■ **DOCUMENT TEXT**:
Back in spring 2018, Microsoft’s Project Natick team deployed the Northern Isles datacenter 117 feet deep to the seafloor off Scotland’s Orkney Islands, to test a datacenter that’s quick to deploy and could provide internet connectivity for years.
After two years, the shipping-container-size datacenter coated in algae, barnacles, and sea anemones got reeled up from the seafloor earlier this summer and revealed that the results turned out to be great.

The theory was that a sealed container on the ocean floor could provide ways to improve the overall reliability of data centers. The result, the underwater datacenter that has 12 racks containing 864 standard Microsoft datacenter servers with FPGA acceleration and 27.6 petabytes of disks had just one-eighth of the failure rate of their on-land counterparts.
The underwater datacenter concept started in 2014 during an internal event that gathers employees to share out-of-the-box ideas. After a few years of work, the team sunk the Natick Phase 2 vessel, “Northern Isles” in June 2018. During the next two years, Natick Northern Isles was used by more than 18 groups inside Microsoft. It was even re-tasked to provide additional resources for COVID-19 vaccine research via Folding at Home and World Community Grid back in March 2020 before it’s being hauled up in July 2020.

It will be interesting to see where it goes from here.

■ **ACTIVITY 1**:
Answer these questions using the Project Natick article:
(a) How deep was the Northern Isles datacenter deployed?
(b) How many servers did its 12 racks contain?
(c) In what year did the underwater datacenter concept start?
■ **ACTIVITY 2**: Please copy the Project Natick article between "The theory was" and "in July 2020.", inclusive.
■ **ACTIVITY 3**: Summarize the Project Natick article in two sentences.

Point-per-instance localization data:
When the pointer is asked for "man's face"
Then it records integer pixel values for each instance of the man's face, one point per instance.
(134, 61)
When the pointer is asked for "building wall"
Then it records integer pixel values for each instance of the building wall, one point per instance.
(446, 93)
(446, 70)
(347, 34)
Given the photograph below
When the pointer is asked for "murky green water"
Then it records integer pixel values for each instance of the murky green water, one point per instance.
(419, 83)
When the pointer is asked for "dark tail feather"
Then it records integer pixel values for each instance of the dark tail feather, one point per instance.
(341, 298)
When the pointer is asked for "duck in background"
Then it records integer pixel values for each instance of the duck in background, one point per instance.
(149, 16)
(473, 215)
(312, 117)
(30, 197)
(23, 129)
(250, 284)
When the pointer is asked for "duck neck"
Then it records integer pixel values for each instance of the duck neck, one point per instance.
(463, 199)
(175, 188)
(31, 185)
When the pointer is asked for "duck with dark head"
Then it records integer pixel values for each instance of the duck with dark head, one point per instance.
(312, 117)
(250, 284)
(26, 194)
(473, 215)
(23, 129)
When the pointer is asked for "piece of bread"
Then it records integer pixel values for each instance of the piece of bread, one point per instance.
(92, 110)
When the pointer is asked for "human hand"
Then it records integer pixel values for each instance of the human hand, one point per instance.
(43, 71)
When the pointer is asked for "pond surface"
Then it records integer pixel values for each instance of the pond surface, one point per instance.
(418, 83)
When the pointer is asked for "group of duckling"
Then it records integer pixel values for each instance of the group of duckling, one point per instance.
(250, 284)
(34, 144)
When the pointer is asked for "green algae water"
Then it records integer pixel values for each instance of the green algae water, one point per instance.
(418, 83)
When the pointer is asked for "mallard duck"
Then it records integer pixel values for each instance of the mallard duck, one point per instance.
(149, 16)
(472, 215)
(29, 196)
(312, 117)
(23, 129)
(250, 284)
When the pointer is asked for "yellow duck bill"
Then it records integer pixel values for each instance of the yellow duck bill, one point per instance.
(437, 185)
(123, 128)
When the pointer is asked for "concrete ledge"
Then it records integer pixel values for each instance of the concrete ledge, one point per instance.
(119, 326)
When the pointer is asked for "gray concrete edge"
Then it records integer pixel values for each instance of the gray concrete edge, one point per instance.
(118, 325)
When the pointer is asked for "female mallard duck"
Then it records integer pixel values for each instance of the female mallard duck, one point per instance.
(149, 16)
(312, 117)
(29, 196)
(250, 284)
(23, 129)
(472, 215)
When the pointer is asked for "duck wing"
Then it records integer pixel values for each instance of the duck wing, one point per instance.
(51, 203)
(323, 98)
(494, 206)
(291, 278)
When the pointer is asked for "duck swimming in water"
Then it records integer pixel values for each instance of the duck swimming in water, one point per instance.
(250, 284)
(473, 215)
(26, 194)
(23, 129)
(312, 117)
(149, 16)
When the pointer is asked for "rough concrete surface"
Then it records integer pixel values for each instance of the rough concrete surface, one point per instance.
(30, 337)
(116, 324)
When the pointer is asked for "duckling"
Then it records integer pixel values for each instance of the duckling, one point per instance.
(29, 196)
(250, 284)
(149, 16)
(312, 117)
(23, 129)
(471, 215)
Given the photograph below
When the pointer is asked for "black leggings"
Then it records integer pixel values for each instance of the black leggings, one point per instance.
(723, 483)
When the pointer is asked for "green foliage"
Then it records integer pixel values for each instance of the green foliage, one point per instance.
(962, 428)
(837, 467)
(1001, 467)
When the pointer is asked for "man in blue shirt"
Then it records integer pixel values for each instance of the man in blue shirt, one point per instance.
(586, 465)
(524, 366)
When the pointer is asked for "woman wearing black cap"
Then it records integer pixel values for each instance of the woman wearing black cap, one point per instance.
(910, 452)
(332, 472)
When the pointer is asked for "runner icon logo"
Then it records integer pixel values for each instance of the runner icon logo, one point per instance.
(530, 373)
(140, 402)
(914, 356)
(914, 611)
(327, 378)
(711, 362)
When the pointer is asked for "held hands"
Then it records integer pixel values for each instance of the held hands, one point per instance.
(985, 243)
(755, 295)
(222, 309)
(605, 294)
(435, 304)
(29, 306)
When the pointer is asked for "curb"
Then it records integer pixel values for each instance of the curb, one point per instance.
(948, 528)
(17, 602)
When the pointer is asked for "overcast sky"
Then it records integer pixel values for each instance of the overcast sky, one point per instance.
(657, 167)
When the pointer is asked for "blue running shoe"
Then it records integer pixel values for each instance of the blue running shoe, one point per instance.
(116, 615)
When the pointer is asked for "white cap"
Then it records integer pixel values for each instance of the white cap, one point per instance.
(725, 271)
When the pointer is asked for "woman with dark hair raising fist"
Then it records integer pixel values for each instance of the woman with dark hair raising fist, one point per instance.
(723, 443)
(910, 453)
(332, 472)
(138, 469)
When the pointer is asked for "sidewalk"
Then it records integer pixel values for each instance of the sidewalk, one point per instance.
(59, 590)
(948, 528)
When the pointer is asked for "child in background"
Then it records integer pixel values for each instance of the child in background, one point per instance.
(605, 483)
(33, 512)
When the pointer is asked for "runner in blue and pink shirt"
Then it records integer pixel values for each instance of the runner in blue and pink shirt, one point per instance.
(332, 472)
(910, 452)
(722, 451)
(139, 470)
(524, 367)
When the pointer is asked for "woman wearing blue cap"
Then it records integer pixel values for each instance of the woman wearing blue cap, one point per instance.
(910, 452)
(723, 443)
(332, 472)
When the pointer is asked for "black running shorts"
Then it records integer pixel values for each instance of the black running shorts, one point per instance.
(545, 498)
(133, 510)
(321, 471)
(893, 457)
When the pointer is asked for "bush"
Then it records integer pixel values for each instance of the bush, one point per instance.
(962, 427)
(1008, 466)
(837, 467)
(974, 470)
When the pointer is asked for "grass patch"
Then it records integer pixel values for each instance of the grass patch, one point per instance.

■ **YOUR RESPONSE 1**:
(a) 117 feet
(b) 864
(c) 2014

■ **YOUR RESPONSE 2**:
The theory was that a sealed container on the ocean floor could provide ways to improve the overall reliability of data centers. The result, the underwater datacenter that has 12 racks containing 864 standard Microsoft datacenter servers with FPGA acceleration and 27.6 petabytes of disks had just one-eighth of the failure rate of their on-land counterparts.
The underwater datacenter concept started in 2014 during an internal event that gathers employees to share out-of-the-box ideas. After a few years of work, the team sunk the Natick Phase 2 vessel, “Northern Isles” in June 2018. During the next two years, Natick Northern Isles was used by more than 18 groups inside Microsoft. It was even re-tasked to provide additional resources for COVID-19 vaccine research via Folding at Home and World Community Grid back in March 2020 before it’s being hauled up in July 2020.

■ **YOUR RESPONSE 3**: Microsoft's Project Natick team deployed the Northern Isles datacenter 117 feet deep off Scotland's Orkney Islands in 2018 and reeled it up after two years. The sealed underwater datacenter had one-eighth the failure rate of its on-land counterparts and was used by more than 18 groups inside Microsoft, including for COVID-19 vaccine research.